About this exercise: Every entry, exactly as given, must be retyped.
- Opening Delimiter -
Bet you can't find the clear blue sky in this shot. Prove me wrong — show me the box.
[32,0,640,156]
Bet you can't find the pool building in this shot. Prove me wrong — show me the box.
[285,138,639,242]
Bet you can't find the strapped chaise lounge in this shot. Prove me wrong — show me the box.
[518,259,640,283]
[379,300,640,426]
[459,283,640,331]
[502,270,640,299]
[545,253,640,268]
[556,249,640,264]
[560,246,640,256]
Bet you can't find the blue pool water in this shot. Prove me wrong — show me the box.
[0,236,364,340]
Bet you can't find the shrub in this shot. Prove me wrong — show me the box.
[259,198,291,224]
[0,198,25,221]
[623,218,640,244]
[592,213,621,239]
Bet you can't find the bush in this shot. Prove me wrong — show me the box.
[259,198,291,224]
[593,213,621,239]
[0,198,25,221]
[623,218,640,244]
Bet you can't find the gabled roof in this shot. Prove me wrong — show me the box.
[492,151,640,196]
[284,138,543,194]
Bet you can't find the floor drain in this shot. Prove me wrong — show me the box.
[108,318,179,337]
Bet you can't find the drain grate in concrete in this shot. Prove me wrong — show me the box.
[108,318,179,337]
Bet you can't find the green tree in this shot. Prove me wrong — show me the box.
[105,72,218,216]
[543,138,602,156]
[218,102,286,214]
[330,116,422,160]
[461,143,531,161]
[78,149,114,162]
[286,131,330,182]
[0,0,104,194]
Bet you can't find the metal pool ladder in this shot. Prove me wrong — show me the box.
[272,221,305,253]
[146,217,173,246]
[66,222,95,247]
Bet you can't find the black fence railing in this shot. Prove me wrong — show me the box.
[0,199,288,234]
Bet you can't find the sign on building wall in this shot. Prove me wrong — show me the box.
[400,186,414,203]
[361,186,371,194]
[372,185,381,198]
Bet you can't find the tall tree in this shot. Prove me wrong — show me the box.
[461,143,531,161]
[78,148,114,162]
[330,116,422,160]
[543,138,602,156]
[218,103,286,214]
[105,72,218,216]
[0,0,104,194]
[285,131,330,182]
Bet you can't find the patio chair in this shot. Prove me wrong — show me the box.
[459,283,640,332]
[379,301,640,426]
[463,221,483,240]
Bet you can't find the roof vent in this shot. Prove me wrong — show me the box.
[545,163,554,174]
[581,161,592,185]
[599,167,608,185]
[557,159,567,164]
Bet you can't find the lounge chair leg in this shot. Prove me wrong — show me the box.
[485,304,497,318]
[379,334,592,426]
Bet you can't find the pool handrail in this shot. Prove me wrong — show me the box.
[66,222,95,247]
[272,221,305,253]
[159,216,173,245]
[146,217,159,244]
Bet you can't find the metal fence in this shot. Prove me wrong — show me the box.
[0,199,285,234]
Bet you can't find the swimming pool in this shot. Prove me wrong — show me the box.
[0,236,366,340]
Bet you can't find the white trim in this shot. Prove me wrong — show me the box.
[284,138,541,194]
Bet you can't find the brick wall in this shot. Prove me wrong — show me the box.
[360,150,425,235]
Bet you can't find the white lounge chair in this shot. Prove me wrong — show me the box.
- Closing Delimiter -
Response:
Bet you can't find the clear blue sky in this shot. Prove me wrong — show me the box.
[32,0,640,156]
Bet you can't find the pool building in this shot. Prove me wrong — show me the box.
[285,138,639,242]
Bet you can't find the strapped chaise lounge in this shot. Prove me wrong — show me the box.
[518,259,640,283]
[379,300,640,426]
[459,283,640,331]
[502,270,640,299]
[545,253,640,268]
[556,249,640,264]
[560,246,640,256]
Bet you can't find the blue pool water in this shot. Prove me wrong — show me the box.
[0,236,364,340]
Bet you can't find the shrub in this shot. Prove me wrong — show me the box.
[259,198,291,224]
[0,198,25,221]
[623,218,640,244]
[592,213,621,239]
Bet you can't find the bush in this shot. Prove me wrong — show me the box.
[259,198,291,224]
[593,213,621,239]
[0,198,25,221]
[623,218,640,244]
Bet you can't find the gabled roof in this shot. Prove me wrong — show me the box.
[492,151,640,196]
[284,138,543,194]
Bet you can't find the floor drain in this shot. Prove me wrong — show me the box.
[108,318,179,337]
Bet you can't find the drain grate in concrete in this shot. Prove me wrong — show me the box.
[108,318,179,337]
Bet you can't find the green tree in this shot. Prove me wrong — show me the box.
[105,72,218,216]
[543,138,602,156]
[218,102,286,214]
[330,116,422,160]
[461,143,531,161]
[78,149,114,162]
[286,131,330,182]
[0,0,104,194]
Bet you can't find the metal pool ladder in this shot. Prove me wrong — show me the box.
[272,221,305,253]
[146,217,173,246]
[66,222,95,247]
Bet you can't find the black fence railing in this shot. Prove me wrong — show me the box.
[0,199,288,234]
Bet you can't find the sign on building wall in this shot. Prove me wrong — show me the box.
[400,186,414,203]
[361,186,371,194]
[372,185,381,198]
Bet you can't find the tall tree in this shot. Prove me wrong — show me the box.
[461,143,531,161]
[78,148,114,162]
[330,116,422,160]
[543,138,602,156]
[218,103,286,214]
[105,72,218,216]
[0,0,104,194]
[285,131,330,182]
Bet you can't find the patio chair in this shot. Prove me wrong — show me the box.
[459,283,640,332]
[379,301,640,426]
[463,221,483,240]
Bet you can't find the roof vent in this shot. Prove me wrong — show me the box.
[545,163,554,174]
[581,161,592,185]
[599,167,608,185]
[557,159,567,164]
Bet you can't find the lounge chair leg in this shot. Prove me wrong — show me the box.
[485,304,497,318]
[379,334,592,426]
Bet you can't find the pool handrail in this shot. Prove me wrong — show me the box.
[66,222,95,247]
[272,221,305,253]
[159,216,173,245]
[146,217,159,244]
Bet you can't find the metal fence in this shot. Prove me wrong — show me the box.
[0,199,285,234]
Bet you can't find the swimming pool in this shot. Prove me wrong — show me the box.
[0,236,366,340]
Bet you can't find the white trim in this shot. Prove me wrong — show me the box.
[284,138,541,194]
Bet you can't find the brick wall in this shot. Prove me wrong — show me the box.
[360,150,425,235]
Bet you can't find the white lounge chair in this shot. Prove me wrong — show me the box.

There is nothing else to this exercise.